Coordinate labeling data
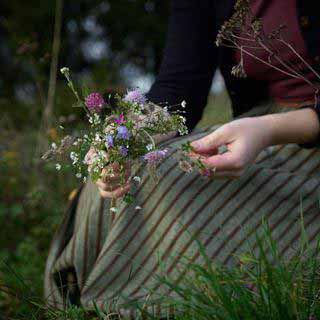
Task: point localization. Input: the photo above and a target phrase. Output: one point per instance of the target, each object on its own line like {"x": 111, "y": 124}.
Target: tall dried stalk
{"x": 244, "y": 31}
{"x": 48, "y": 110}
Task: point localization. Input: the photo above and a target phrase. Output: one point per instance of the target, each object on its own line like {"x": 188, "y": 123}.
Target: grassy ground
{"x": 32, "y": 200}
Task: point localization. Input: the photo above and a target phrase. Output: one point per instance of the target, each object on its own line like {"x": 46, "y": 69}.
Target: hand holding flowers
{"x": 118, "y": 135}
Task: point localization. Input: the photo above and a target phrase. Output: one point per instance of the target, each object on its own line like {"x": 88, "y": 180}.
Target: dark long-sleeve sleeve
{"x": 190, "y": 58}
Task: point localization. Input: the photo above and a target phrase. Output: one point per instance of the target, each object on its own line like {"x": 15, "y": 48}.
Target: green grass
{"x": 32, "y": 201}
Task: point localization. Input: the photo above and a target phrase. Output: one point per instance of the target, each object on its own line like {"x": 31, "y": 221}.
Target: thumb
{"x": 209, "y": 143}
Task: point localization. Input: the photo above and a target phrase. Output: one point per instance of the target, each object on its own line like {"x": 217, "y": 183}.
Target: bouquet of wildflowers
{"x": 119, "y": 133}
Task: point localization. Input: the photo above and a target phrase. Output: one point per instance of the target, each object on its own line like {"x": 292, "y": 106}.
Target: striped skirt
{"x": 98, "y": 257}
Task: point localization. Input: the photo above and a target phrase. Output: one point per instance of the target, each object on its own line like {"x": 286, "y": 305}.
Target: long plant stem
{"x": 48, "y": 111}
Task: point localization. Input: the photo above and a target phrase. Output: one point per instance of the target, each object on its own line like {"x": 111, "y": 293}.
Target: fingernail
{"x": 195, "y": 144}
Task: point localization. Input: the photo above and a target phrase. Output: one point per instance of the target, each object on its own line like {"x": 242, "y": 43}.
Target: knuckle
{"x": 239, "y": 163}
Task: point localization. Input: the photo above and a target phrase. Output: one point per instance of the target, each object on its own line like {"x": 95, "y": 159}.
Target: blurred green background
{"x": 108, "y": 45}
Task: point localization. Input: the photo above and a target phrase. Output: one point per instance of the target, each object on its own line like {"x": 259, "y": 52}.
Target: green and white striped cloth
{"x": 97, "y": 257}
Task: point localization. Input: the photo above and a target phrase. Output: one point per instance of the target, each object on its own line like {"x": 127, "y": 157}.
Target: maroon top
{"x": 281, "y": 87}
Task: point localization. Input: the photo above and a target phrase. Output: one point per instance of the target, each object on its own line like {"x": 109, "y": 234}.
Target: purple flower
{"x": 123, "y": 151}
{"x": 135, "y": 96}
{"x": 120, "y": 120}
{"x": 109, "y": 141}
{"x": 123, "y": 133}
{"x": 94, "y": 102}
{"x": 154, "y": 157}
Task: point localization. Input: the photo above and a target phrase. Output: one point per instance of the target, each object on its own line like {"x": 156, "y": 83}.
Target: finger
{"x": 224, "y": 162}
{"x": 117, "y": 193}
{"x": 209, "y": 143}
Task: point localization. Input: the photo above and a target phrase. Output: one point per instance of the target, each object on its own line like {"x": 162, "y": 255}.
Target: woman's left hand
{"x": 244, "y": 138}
---
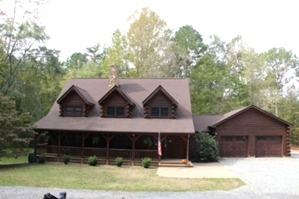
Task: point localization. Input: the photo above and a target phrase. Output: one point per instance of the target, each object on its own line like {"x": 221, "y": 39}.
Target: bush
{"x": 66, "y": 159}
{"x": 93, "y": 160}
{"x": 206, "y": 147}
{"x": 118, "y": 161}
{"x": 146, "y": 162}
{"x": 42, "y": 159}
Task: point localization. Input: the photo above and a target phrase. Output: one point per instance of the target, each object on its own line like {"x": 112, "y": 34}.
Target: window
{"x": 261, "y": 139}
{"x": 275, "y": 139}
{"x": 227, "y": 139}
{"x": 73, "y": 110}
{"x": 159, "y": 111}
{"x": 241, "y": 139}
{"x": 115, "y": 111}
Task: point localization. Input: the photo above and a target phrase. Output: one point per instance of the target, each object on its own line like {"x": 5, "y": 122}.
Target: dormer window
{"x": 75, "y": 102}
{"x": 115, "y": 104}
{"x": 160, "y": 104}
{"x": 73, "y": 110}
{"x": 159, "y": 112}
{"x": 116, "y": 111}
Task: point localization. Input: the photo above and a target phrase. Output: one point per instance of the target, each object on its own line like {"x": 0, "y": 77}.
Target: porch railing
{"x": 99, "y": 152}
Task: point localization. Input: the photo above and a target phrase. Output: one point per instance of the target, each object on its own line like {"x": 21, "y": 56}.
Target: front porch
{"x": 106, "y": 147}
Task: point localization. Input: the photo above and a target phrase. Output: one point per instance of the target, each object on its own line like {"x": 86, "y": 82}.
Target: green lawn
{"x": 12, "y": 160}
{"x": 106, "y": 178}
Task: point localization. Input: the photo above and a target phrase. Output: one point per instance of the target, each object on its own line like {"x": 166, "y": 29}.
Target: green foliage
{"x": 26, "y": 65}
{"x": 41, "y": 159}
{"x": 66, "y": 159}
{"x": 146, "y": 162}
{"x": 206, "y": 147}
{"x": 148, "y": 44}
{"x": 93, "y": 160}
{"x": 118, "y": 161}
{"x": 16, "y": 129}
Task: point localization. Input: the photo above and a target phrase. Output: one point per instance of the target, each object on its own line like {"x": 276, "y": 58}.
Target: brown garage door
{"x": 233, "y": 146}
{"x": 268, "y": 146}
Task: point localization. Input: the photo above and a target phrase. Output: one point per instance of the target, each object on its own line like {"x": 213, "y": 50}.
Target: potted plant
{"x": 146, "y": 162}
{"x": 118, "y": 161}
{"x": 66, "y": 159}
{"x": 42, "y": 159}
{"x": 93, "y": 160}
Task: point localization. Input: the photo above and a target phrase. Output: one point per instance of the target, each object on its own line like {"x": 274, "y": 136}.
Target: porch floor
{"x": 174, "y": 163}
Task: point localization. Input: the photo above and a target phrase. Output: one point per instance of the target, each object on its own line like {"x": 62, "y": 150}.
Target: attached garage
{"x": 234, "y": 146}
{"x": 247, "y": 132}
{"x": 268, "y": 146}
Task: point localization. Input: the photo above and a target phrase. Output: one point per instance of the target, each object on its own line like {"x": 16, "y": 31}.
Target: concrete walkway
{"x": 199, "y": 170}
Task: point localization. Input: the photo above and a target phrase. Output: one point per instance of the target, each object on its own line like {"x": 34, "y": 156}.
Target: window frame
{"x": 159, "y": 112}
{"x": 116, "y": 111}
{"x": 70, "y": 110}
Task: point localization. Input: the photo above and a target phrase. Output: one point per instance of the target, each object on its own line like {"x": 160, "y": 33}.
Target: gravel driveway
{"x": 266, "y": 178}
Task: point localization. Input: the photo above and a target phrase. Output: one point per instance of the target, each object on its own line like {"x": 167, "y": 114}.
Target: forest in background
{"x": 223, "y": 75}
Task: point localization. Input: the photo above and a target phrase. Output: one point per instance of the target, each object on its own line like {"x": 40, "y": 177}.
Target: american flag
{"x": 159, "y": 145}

INSTRUCTION
Please locate each line in the rows above that contains the word "striped" and copy those lines out.

WRITTEN SOLUTION
Target: striped skirt
Target: green and white striped cloth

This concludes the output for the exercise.